Natural-language object grounding data:
═══

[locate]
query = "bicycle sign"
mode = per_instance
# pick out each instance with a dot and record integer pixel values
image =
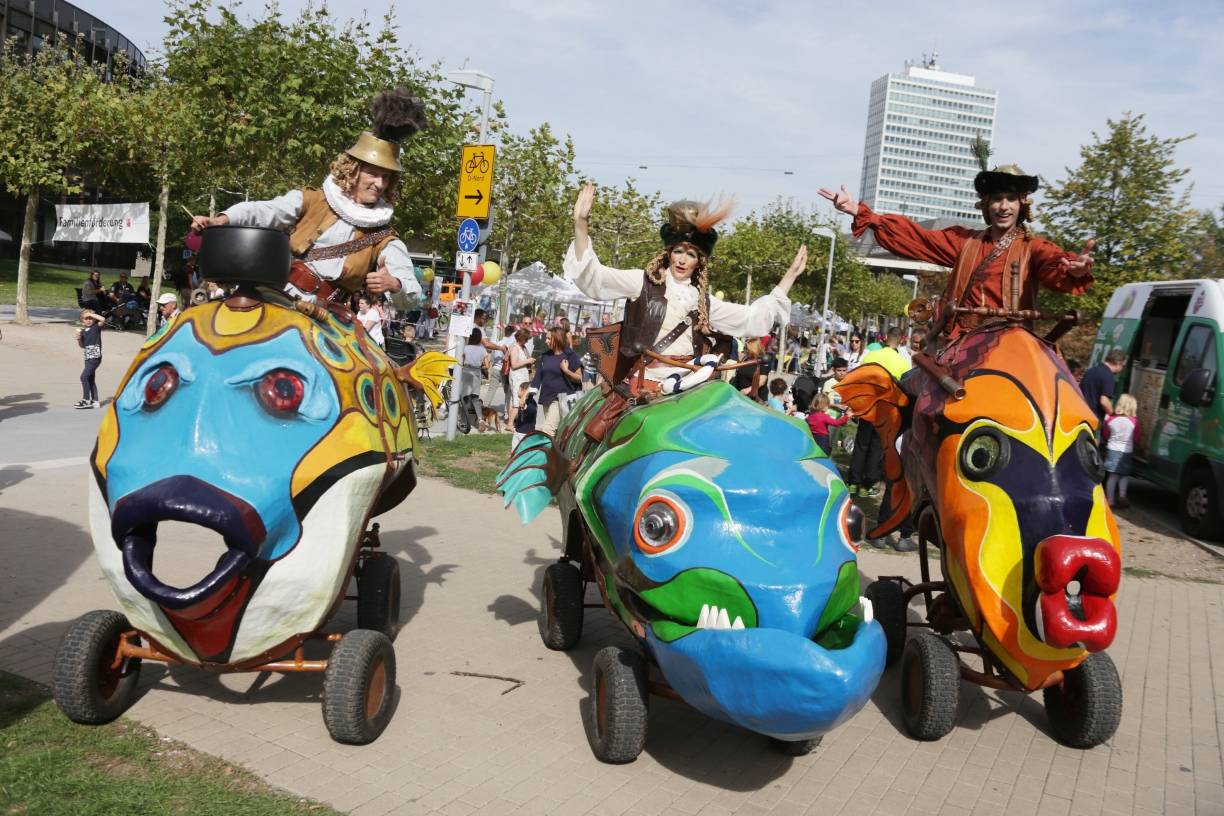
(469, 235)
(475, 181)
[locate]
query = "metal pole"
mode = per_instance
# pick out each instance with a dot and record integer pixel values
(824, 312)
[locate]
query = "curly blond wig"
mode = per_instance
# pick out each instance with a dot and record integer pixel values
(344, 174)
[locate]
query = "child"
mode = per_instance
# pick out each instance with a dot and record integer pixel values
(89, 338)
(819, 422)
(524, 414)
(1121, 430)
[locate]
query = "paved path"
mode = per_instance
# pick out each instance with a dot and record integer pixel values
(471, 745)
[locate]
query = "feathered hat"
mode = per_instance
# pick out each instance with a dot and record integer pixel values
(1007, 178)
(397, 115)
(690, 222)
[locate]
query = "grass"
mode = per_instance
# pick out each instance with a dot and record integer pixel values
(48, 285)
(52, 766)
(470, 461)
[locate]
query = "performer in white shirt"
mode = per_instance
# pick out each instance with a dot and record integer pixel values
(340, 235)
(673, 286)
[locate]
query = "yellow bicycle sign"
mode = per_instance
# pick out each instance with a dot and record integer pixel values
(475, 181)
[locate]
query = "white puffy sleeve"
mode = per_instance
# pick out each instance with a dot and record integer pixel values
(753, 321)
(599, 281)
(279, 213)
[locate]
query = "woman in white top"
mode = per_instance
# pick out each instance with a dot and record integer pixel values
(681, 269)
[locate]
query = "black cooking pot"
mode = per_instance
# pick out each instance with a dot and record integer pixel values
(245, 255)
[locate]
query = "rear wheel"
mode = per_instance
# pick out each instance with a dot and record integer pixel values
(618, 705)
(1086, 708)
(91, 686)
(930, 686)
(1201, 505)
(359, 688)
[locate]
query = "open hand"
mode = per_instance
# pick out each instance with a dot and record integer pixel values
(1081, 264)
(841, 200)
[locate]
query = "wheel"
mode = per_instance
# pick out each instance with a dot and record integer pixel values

═══

[What you are asked to do] Your answer should be a single number: the tally of lines in the entries that include the word "bicycle".

[Answer to the problem] 2